WHAT YOU NEED TO DO:
Provide an exact reproduction of every entry.

——————————

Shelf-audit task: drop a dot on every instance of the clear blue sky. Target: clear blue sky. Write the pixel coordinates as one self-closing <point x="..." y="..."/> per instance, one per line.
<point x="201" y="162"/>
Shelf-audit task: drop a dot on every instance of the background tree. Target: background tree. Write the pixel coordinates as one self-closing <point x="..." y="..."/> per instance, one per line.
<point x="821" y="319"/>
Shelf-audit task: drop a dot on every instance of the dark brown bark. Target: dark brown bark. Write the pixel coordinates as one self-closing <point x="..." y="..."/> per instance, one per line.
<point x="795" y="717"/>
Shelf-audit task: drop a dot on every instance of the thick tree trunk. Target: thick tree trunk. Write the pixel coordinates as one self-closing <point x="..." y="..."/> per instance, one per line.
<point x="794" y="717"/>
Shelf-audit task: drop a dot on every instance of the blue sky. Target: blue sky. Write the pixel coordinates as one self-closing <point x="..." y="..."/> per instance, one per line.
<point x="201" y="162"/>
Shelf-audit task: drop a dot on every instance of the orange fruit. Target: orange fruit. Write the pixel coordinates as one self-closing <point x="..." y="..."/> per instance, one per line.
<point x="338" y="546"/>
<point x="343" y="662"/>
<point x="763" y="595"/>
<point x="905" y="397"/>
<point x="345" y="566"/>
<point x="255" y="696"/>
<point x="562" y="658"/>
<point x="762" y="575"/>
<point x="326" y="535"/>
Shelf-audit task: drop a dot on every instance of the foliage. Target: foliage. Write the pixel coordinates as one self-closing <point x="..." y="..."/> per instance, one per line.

——————————

SOLUTION:
Shelf-audit task: drop a dot on every instance of the clear blue sky. Target: clear blue sky. Write the pixel coordinates as one self-closing <point x="..." y="..."/> per instance, one per line.
<point x="201" y="162"/>
Shelf-audit task: drop a dot on every instance of the background tree. Target: background tree. Write the pixel coordinates as one self-closing <point x="..." y="..."/> per instance, one per line.
<point x="821" y="319"/>
Shelf-audit task: drop a dot on every instance of the dark brown bark. Target: dark brown bark. Write the pixel coordinates as one self-closing <point x="..." y="..."/> per instance, one per line.
<point x="795" y="717"/>
Shelf-audit task: drop a dot on every instance of the thick tree trunk. Target: thick tree trunk. Write the pixel coordinates as one self-closing <point x="..." y="..."/> per instance, one per line.
<point x="794" y="717"/>
Shelf-audit task: drop a dot on every instance of the blue sky. Target: blue sky. Write the pixel coordinates as one self-closing <point x="..." y="..."/> per instance, one per line.
<point x="201" y="162"/>
Shelf-audit task: drop a dot on every instance of the orange fruit. Target: orange fruit. Write the pixel coordinates as one self-closing <point x="..." y="..."/> per instance, one per line.
<point x="338" y="546"/>
<point x="343" y="662"/>
<point x="763" y="595"/>
<point x="905" y="397"/>
<point x="345" y="566"/>
<point x="255" y="696"/>
<point x="562" y="658"/>
<point x="762" y="575"/>
<point x="326" y="535"/>
Shelf-audit task: drop a dot on every instance of the foliage. Target: foliage. Write the pixel coordinates as one self-closing <point x="..." y="..."/> per instance, one per line.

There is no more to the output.